What you have to do:
Gather every line in the records below that contains the word "brick", and copy each one out in full.

----- Data provided -----

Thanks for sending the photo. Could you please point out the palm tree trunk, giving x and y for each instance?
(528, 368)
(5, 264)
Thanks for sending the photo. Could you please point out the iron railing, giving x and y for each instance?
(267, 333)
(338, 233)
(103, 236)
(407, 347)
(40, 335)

-----
----- Data provided -----

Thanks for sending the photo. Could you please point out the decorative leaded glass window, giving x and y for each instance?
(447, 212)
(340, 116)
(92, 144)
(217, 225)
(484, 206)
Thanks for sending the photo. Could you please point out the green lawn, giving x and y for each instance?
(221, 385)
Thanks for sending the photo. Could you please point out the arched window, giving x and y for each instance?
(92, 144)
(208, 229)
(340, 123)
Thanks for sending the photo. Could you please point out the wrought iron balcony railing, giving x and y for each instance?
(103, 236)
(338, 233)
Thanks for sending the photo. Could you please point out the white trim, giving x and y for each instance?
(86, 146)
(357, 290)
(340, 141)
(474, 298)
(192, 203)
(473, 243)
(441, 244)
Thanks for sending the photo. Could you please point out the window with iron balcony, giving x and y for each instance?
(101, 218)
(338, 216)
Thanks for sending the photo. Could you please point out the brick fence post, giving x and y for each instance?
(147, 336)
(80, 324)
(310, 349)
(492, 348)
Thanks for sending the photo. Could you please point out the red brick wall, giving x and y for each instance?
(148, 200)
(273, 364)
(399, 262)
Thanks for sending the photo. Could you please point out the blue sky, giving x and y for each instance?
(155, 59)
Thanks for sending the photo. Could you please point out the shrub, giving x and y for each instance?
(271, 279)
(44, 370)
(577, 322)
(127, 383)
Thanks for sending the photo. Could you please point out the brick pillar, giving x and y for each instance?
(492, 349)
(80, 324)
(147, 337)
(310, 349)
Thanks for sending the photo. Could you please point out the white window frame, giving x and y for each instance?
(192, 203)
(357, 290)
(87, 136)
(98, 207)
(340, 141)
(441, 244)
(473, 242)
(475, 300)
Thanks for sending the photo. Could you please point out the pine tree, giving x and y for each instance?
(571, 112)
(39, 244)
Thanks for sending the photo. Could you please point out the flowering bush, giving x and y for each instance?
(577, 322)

-----

Response below:
Thanks for sending the photo. Could you please point out the brick fence post, giving x and y for each instance?
Thanks for sending the photo. Could you please point out the red brick wall, giving x and y for each instance?
Thanks for sending the photo. Could you please point out the brick pillar, giving x and y for each instance?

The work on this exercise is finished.